#### INPUT DATA

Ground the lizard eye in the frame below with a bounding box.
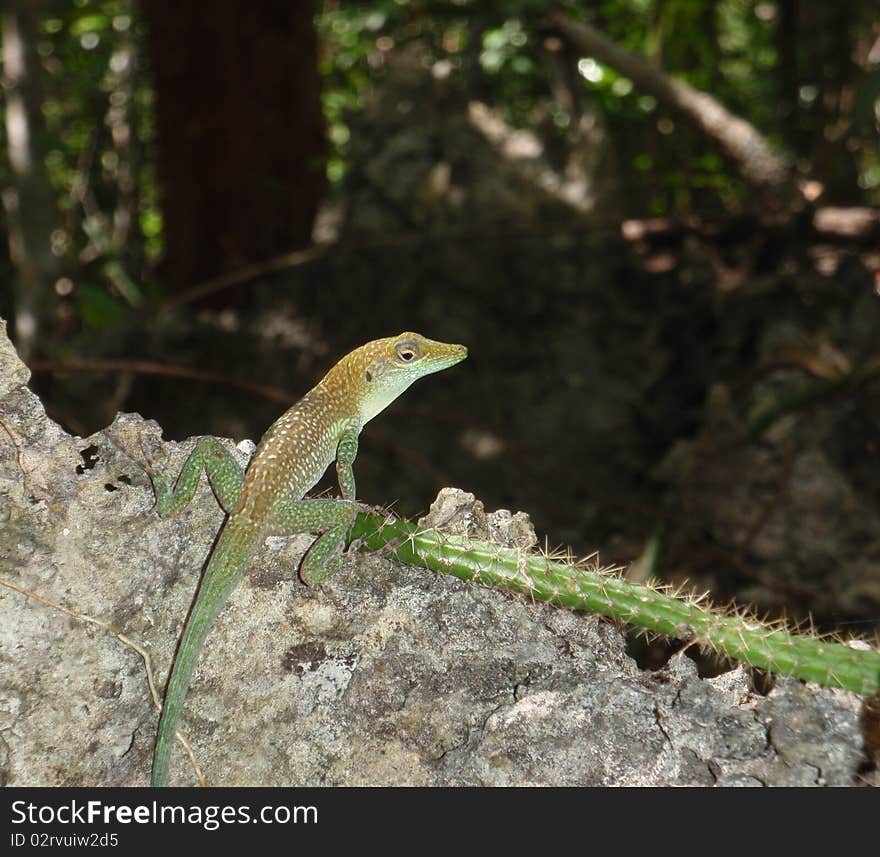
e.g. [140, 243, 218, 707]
[395, 342, 419, 363]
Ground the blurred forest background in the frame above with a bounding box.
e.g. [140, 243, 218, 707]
[0, 0, 880, 648]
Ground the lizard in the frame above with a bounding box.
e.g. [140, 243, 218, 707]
[147, 332, 467, 786]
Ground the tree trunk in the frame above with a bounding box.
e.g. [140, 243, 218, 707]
[548, 14, 803, 214]
[0, 0, 59, 360]
[141, 0, 326, 305]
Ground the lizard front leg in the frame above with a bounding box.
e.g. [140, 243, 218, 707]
[147, 437, 244, 518]
[336, 431, 358, 500]
[270, 499, 357, 586]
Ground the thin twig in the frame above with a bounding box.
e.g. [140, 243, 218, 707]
[0, 577, 207, 786]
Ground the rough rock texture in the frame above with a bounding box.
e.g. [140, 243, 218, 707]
[0, 323, 864, 785]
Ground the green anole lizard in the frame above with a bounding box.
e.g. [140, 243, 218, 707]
[150, 333, 467, 786]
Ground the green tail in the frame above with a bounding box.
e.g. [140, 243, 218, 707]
[152, 518, 260, 786]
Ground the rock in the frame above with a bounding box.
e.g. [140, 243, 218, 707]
[0, 327, 863, 786]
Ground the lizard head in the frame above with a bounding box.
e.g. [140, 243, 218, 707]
[351, 331, 467, 423]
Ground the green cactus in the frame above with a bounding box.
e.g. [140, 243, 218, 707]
[352, 513, 880, 695]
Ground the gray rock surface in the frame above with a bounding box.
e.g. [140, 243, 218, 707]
[0, 322, 864, 786]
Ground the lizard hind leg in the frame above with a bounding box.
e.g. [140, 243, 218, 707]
[272, 499, 358, 586]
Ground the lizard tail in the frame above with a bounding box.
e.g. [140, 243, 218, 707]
[152, 517, 260, 786]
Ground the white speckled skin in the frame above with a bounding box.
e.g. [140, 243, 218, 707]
[232, 332, 467, 520]
[152, 332, 467, 786]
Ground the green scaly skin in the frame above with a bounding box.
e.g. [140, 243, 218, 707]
[151, 332, 467, 786]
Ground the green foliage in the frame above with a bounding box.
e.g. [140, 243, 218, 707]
[318, 0, 880, 216]
[0, 0, 880, 324]
[0, 0, 156, 326]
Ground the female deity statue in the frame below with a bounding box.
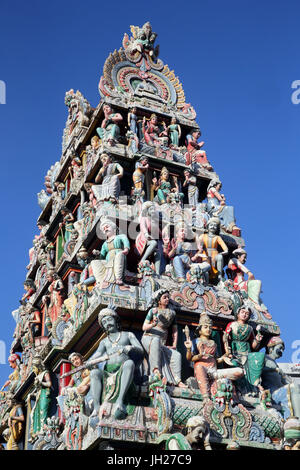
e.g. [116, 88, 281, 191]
[142, 114, 168, 147]
[92, 153, 124, 203]
[135, 201, 162, 274]
[184, 313, 244, 400]
[167, 117, 181, 148]
[90, 219, 130, 285]
[96, 103, 123, 145]
[3, 392, 25, 450]
[152, 167, 183, 204]
[183, 169, 199, 209]
[227, 248, 267, 312]
[42, 269, 64, 327]
[223, 305, 265, 393]
[186, 129, 213, 171]
[29, 356, 52, 440]
[142, 289, 186, 388]
[207, 179, 240, 236]
[59, 206, 75, 243]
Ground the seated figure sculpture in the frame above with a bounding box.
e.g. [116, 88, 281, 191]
[87, 308, 143, 419]
[142, 289, 186, 388]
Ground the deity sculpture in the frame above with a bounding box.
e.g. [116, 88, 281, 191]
[142, 289, 186, 388]
[152, 167, 183, 204]
[92, 153, 124, 203]
[59, 206, 75, 243]
[192, 217, 228, 281]
[227, 248, 266, 311]
[96, 103, 123, 145]
[90, 308, 143, 419]
[42, 269, 64, 327]
[135, 201, 162, 274]
[207, 179, 240, 236]
[0, 353, 21, 393]
[3, 392, 25, 450]
[91, 219, 130, 285]
[183, 169, 199, 209]
[29, 356, 52, 440]
[186, 129, 213, 171]
[167, 117, 181, 148]
[223, 305, 265, 395]
[184, 313, 244, 400]
[131, 156, 149, 203]
[142, 114, 168, 147]
[261, 336, 300, 419]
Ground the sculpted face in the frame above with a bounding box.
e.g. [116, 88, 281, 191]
[101, 315, 117, 333]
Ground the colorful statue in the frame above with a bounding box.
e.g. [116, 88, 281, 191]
[142, 114, 168, 147]
[192, 217, 228, 281]
[90, 308, 144, 419]
[152, 167, 183, 204]
[142, 289, 186, 388]
[227, 248, 267, 311]
[261, 336, 300, 419]
[59, 206, 75, 243]
[131, 156, 149, 203]
[186, 129, 213, 171]
[223, 306, 265, 394]
[167, 117, 181, 148]
[207, 179, 240, 236]
[42, 269, 64, 328]
[28, 356, 52, 440]
[183, 169, 199, 209]
[3, 393, 25, 450]
[96, 103, 123, 145]
[184, 313, 244, 400]
[92, 153, 124, 203]
[135, 201, 162, 274]
[91, 219, 130, 286]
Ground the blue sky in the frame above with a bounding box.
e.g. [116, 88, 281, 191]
[0, 0, 300, 384]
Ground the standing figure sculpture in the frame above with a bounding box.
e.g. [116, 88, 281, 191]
[227, 248, 267, 311]
[223, 306, 265, 394]
[184, 313, 244, 400]
[28, 356, 52, 440]
[96, 103, 123, 145]
[86, 308, 143, 419]
[92, 153, 124, 203]
[142, 289, 186, 388]
[186, 129, 213, 171]
[207, 179, 240, 236]
[192, 217, 228, 281]
[91, 219, 130, 285]
[135, 201, 163, 274]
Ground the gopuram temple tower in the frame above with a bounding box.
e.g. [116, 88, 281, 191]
[0, 23, 300, 451]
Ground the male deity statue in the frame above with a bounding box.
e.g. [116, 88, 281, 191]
[86, 308, 144, 419]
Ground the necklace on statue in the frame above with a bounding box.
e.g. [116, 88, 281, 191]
[107, 331, 121, 346]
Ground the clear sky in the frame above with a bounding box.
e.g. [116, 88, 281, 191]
[0, 0, 300, 386]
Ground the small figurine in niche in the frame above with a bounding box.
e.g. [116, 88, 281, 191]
[30, 356, 52, 440]
[186, 129, 213, 171]
[87, 308, 144, 419]
[207, 179, 241, 236]
[167, 117, 181, 148]
[91, 219, 130, 285]
[96, 103, 123, 145]
[135, 201, 163, 274]
[92, 153, 124, 203]
[184, 313, 244, 400]
[192, 217, 228, 281]
[59, 206, 75, 243]
[227, 247, 267, 312]
[183, 169, 199, 209]
[142, 289, 186, 388]
[152, 167, 183, 204]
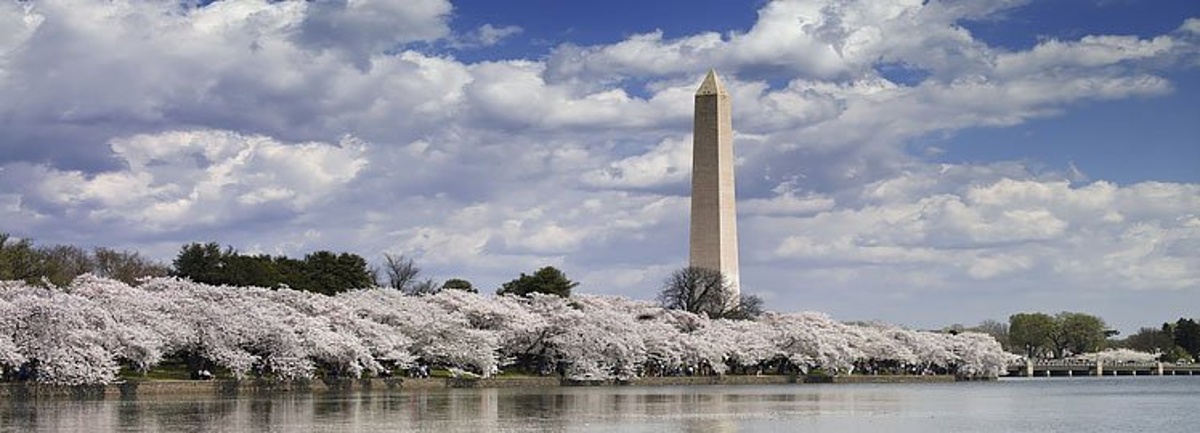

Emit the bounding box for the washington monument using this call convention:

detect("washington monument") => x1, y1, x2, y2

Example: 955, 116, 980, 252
689, 71, 740, 299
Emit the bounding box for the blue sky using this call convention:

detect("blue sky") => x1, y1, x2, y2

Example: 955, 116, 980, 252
0, 0, 1200, 332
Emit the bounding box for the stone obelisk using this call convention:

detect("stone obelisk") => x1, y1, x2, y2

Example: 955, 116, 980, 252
689, 71, 740, 303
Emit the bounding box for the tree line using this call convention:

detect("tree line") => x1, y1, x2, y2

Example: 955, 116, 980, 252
949, 312, 1200, 362
0, 234, 763, 319
0, 234, 590, 297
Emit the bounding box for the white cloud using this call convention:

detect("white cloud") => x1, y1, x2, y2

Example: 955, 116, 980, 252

########

[WRITTEN EXERCISE] Return every line of the records that contains the word "white" in full. Case counts, so a line matches only when the letters have the same capitalization.

[RESPONSE TO THE EXERCISE]
Ground the white speckled skin in the frame above with a bounding box.
Emit the bounding box for the white cloud using this call convention:
detect("white cloud") => x1, y1, x2, y2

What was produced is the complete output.